» READING PASSAGE:
--------------------------------

The volunteers tallied 45 species representing 3,971 individual birds.

Perhaps indicative of winter's early arrival, they found more dark-eyed juncos than any other species of bird with a count of 633.

The weather almost certainly is the reason that this year's group found only one single waterfowl, a mallard. The volunteers had not done so poorly on waterfowl in recent history, Frederickson noted. There was not so much as a goose to be found on the few open water spots remaining at the time of the count.

This year's cold weather also served to concentrate both pheasants and wild turkeys. The volunteers counted 396 pheasants and 98 wild turkeys.

They also did well on raptors, finding all 10 expected species of hawks, falcons, eagles, and owls. There was also a surprise: A red-shouldered hawk was observed, according to the report.

The volunteers only spotted two pine siskins, and they did not spot any redpolls.

The eastern screech owl continued to be an elusive creature on count day. Two of the birds were seen one week before the count, but as happened in many previous years, none could be observed on the day of the count.

--------------------------------

» EXTRACTED MATERIAL:
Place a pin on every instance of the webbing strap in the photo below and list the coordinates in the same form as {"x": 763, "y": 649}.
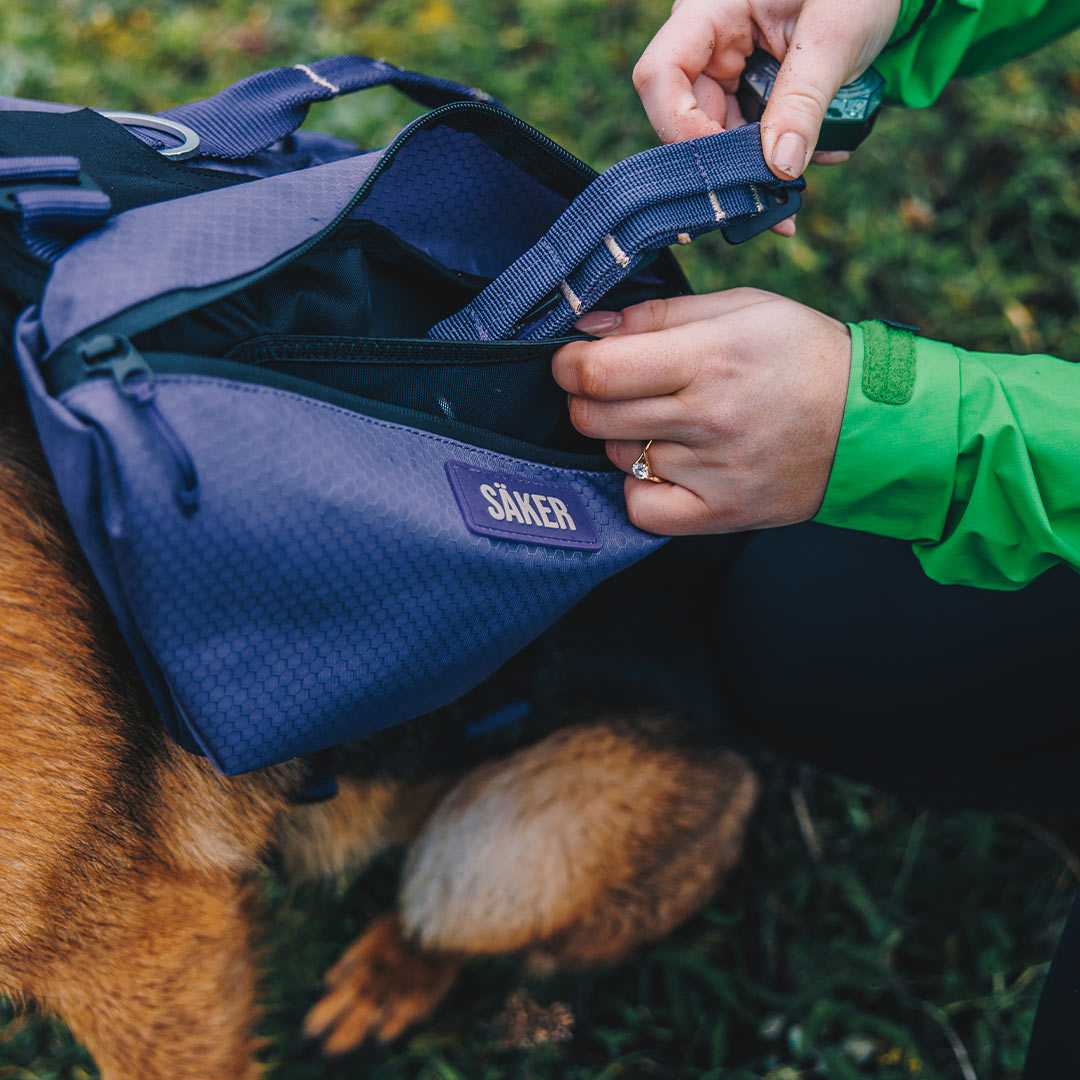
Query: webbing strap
{"x": 638, "y": 205}
{"x": 264, "y": 108}
{"x": 51, "y": 215}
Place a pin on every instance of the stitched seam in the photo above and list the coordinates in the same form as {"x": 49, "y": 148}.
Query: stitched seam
{"x": 349, "y": 414}
{"x": 314, "y": 77}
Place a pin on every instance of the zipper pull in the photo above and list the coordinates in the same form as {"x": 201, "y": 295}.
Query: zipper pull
{"x": 111, "y": 354}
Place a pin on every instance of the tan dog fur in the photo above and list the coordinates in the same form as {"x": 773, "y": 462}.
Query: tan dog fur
{"x": 126, "y": 864}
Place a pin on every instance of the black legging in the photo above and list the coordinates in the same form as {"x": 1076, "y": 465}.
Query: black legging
{"x": 835, "y": 648}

--------------------------------

» WHAT YOU SHOULD DO: Copy out the entire bird count report above, word for word and without any changes.

» SOLUTION FOR THIS EXERCISE:
The volunteers tallied 45 species representing 3,971 individual birds.

Perhaps indicative of winter's early arrival, they found more dark-eyed juncos than any other species of bird with a count of 633.

The weather almost certainly is the reason that this year's group found only one single waterfowl, a mallard. The volunteers had not done so poorly on waterfowl in recent history, Frederickson noted. There was not so much as a goose to be found on the few open water spots remaining at the time of the count.

This year's cold weather also served to concentrate both pheasants and wild turkeys. The volunteers counted 396 pheasants and 98 wild turkeys.

They also did well on raptors, finding all 10 expected species of hawks, falcons, eagles, and owls. There was also a surprise: A red-shouldered hawk was observed, according to the report.

The volunteers only spotted two pine siskins, and they did not spot any redpolls.

The eastern screech owl continued to be an elusive creature on count day. Two of the birds were seen one week before the count, but as happened in many previous years, none could be observed on the day of the count.